Input:
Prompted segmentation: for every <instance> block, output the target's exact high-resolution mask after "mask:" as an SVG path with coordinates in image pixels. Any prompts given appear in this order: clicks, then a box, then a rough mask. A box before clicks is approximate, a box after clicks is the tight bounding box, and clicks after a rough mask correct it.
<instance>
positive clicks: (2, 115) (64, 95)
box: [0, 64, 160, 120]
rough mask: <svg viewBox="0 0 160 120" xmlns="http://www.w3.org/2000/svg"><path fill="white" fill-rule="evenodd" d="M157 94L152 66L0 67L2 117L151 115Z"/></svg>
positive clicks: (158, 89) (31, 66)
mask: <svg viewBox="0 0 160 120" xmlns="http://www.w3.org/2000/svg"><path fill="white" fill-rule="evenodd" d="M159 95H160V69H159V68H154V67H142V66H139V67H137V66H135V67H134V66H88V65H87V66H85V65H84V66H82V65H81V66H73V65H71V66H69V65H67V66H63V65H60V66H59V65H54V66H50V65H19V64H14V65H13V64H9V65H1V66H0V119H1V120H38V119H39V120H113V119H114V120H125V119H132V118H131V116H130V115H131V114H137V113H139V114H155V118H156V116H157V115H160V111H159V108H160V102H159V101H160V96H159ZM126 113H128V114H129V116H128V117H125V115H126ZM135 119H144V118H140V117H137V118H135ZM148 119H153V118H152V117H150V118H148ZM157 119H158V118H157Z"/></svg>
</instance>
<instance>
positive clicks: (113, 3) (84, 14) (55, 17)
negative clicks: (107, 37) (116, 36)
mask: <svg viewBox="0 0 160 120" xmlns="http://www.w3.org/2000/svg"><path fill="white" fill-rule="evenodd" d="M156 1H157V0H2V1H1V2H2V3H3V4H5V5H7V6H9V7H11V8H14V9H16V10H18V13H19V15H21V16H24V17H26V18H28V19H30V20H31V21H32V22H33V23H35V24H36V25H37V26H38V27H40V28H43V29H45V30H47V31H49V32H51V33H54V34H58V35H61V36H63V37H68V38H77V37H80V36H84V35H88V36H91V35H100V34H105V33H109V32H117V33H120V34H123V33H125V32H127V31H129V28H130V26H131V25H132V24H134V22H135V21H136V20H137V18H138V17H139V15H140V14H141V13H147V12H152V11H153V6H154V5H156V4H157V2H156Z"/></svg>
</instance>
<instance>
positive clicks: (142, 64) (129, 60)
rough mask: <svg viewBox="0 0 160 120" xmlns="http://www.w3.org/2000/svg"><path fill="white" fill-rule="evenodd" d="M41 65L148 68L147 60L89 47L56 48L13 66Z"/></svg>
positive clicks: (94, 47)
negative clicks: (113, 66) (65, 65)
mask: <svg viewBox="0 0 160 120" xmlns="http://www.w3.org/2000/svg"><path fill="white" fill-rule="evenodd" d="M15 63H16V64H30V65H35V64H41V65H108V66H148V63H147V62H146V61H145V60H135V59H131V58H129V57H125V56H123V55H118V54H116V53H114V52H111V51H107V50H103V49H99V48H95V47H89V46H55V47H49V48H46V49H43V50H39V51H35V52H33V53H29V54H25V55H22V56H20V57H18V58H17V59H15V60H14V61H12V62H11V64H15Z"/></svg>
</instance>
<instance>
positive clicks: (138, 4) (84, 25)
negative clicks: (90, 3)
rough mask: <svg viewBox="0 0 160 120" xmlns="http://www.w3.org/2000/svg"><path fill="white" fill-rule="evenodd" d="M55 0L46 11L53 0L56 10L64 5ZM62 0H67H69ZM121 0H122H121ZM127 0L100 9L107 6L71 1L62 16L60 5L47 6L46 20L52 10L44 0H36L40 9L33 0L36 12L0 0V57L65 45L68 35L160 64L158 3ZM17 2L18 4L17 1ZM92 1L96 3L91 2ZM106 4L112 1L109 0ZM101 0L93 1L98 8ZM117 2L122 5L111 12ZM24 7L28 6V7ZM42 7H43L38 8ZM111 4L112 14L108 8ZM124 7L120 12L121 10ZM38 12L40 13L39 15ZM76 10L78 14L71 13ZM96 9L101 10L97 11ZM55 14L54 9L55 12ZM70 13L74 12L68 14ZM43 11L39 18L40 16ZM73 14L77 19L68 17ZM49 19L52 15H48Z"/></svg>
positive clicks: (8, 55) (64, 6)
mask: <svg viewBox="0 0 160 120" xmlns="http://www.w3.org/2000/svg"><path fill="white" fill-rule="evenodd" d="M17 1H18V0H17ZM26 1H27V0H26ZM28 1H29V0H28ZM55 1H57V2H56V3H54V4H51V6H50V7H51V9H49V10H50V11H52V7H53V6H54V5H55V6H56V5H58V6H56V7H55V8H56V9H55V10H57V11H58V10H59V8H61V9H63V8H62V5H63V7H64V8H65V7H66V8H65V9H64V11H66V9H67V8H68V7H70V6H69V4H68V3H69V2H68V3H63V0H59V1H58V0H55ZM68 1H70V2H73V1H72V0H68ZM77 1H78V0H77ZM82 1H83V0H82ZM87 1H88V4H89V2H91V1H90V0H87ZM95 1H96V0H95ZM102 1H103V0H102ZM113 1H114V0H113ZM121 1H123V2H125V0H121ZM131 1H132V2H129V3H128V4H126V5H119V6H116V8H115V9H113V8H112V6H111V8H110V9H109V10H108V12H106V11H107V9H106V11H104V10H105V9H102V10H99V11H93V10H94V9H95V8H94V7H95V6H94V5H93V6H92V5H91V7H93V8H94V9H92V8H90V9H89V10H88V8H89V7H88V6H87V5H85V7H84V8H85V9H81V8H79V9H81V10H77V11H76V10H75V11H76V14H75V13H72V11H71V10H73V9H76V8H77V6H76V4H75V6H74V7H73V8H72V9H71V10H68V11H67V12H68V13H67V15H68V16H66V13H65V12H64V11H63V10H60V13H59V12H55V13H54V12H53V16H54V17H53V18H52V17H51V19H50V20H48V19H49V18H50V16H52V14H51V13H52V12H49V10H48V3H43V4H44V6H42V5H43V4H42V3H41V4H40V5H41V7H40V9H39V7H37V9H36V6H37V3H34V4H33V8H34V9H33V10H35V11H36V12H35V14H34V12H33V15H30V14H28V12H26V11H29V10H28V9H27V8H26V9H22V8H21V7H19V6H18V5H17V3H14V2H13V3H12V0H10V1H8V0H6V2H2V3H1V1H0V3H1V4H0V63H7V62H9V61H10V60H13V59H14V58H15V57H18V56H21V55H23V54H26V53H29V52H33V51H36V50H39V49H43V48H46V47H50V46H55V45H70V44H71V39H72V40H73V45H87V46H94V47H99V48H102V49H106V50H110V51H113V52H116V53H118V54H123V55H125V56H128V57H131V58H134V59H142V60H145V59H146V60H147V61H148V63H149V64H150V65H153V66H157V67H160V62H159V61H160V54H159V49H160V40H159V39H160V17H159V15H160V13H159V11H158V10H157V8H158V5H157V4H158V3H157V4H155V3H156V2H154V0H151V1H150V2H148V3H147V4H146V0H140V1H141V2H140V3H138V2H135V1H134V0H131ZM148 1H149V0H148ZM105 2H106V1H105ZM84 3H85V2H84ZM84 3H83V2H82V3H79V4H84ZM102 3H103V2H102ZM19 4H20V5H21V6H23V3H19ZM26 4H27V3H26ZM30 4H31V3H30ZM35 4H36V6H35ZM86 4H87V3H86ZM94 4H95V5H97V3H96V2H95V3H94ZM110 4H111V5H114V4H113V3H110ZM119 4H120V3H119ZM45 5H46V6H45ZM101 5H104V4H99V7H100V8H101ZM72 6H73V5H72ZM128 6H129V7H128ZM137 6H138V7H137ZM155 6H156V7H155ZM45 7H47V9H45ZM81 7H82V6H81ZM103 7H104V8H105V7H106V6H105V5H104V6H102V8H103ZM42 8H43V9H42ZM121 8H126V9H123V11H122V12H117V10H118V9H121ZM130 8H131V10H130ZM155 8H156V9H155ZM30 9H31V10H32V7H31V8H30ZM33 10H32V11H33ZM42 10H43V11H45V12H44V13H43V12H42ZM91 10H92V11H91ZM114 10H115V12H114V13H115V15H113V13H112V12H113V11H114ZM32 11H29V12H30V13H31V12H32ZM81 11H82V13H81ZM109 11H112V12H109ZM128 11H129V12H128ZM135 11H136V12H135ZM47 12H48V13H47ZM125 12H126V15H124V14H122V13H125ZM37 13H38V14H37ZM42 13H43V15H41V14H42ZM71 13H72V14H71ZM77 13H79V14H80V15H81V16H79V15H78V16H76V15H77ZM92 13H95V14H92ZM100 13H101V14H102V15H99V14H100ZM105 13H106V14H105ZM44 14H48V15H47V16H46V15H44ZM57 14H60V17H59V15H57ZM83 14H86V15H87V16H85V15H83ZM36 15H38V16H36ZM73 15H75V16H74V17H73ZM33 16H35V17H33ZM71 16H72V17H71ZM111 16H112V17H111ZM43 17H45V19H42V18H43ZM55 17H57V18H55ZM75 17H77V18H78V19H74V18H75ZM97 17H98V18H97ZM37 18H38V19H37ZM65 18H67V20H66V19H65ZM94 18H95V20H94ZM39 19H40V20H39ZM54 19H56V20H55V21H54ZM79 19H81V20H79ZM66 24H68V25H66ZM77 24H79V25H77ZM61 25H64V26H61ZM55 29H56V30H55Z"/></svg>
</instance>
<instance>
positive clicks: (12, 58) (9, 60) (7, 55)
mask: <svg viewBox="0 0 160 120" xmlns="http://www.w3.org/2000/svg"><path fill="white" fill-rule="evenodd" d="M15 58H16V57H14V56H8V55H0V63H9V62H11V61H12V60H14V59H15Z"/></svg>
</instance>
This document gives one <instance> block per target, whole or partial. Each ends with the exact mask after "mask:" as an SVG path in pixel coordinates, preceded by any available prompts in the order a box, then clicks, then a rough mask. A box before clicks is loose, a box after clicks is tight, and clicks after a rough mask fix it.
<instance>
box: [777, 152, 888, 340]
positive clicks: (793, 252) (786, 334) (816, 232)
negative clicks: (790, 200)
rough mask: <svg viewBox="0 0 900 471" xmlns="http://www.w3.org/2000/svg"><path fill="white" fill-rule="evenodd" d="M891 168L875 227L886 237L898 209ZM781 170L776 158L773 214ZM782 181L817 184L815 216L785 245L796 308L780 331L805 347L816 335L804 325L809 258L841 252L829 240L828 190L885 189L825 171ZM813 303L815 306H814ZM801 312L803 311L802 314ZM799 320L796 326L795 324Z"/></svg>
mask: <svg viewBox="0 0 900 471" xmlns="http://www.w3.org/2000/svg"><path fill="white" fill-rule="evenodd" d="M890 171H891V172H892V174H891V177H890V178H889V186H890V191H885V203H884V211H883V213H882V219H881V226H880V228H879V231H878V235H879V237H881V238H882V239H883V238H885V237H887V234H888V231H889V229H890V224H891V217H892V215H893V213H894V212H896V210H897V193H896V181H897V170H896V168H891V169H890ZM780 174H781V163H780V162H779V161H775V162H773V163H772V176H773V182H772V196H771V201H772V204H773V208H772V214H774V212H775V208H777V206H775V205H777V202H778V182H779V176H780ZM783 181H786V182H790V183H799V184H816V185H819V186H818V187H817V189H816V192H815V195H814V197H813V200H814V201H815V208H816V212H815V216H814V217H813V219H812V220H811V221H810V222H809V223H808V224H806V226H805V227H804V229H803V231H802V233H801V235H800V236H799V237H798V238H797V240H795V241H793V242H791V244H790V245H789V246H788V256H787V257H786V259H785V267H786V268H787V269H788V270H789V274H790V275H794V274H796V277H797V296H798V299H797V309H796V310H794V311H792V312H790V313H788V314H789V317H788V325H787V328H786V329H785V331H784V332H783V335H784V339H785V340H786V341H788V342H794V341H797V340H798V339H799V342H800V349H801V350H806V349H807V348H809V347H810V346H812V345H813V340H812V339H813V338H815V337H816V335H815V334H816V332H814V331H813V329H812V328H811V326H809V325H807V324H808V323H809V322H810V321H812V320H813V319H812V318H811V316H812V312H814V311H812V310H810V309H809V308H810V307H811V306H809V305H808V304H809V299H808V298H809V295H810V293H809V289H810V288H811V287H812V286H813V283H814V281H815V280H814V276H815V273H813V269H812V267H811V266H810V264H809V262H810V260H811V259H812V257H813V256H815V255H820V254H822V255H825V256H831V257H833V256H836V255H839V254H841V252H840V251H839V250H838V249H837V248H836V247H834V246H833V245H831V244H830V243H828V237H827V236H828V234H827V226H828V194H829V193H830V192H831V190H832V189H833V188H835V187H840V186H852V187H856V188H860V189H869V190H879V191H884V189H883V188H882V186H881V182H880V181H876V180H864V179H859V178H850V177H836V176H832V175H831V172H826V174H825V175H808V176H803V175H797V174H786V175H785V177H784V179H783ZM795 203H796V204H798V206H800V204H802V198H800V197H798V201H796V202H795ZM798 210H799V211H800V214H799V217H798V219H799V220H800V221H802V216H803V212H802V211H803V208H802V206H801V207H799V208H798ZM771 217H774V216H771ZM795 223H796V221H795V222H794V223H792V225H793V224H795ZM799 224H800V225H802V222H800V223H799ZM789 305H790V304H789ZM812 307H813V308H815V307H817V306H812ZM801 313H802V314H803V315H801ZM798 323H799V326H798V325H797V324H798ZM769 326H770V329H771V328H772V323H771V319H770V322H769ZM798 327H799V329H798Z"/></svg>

Task description: The required answer is the run of lines above, starting at the line with "positive clicks: (2, 115) (64, 95)" and ending at the line with "94L152 66L0 67L2", reproduced exactly with both ends.

Response to the exercise:
positive clicks: (2, 115) (64, 95)
box: [0, 64, 160, 120]
rough mask: <svg viewBox="0 0 160 120" xmlns="http://www.w3.org/2000/svg"><path fill="white" fill-rule="evenodd" d="M157 94L152 66L0 67L2 117L151 115Z"/></svg>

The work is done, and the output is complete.